In your answer, every line of the records should be written out exactly.

EXTRACTED MATERIAL:
===============

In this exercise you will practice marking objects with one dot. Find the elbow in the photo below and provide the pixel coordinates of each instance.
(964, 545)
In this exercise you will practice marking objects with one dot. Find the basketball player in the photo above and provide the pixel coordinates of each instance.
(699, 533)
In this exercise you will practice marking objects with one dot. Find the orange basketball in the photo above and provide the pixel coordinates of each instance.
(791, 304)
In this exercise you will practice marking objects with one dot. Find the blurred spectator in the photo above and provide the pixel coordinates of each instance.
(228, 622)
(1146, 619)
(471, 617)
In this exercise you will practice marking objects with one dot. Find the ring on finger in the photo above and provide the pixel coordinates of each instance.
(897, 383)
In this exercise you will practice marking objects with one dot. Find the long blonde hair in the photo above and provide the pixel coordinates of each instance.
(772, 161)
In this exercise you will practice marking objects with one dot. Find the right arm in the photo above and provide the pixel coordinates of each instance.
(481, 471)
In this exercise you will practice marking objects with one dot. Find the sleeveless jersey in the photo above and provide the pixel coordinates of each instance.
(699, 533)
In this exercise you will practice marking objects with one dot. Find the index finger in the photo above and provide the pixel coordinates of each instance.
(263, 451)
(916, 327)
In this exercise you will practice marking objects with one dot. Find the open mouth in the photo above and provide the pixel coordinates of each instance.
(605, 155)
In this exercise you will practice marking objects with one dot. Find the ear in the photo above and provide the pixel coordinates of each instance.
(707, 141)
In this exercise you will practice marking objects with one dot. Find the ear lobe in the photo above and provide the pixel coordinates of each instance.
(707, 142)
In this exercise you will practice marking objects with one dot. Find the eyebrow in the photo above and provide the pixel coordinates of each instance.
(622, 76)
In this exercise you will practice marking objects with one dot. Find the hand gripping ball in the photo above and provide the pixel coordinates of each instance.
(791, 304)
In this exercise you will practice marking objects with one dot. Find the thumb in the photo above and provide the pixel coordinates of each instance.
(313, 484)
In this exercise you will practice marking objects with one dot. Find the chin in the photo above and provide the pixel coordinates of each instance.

===============

OUTPUT BELOW:
In this exercise you will practice marking objects with one dot. Find the elbow in the photo below and provide the pixel coordinates of each instance.
(964, 545)
In this exercise you will practice marking objects with one dot. Find the basketball player in the photo above and provide the pixel coordinates of each instance.
(699, 533)
In this exercise you will practice marking objects with one dot. Find the orange basketball in the photo above and provide the pixel coordinates of each instance.
(791, 304)
In this exercise you will practice marking objects with one dot. Find the blurred spectator in the photo above and provide the pixel coordinates of each instance.
(228, 622)
(1146, 619)
(471, 617)
In this exercise you will practice marking objects with one dot. Find the ring on finger in the photo above and provide the pixel coordinates of each instance.
(897, 383)
In this exercise you will practice marking objects with one dot. Find the long blonde hair in the photo above and provide the pixel coordinates of each instance.
(772, 161)
In this exercise you will practice marking objects with one dot. Find the right arm in the photo above and provide the pixel coordinates of each instance.
(481, 471)
In this exercise you will practice marking objects with one dot. Find the sleeveless jersey in the photo above and provide the pixel coordinates of each instance.
(699, 533)
In this exercise you will practice marking objects with one dot. Find the index finger in the photo above and provide the pixel coordinates of each instance.
(263, 451)
(916, 327)
In this exercise you will practice marking objects with one dot. Find the open mouth in the photo above and provide the pixel coordinates of each instance.
(605, 155)
In this exercise you will practice marking objects with one dot. Find the ear in the photo above and provide the pixel coordinates of each instance.
(707, 141)
In this exercise you will practice marking objects with one dot. Find the ear lobe in the photo above and provide the pixel coordinates of each instance.
(707, 142)
In this exercise you will practice marking objects with one dot. Find the eyebrow in the photo above and provide the pixel coordinates of each instance.
(622, 76)
In this exercise you will practice marking objects with one dot. Find the hand gripping ball in the photo above and provide the pixel coordinates of each instance.
(791, 304)
In this exercise you will practice marking objects with one dot. Find the thumb in the photo above and provide the pixel coordinates of each instance.
(313, 484)
In this exercise you will practice marking objects with one dot. Find the chin in the photo above and provide the pixel coordinates of each instance.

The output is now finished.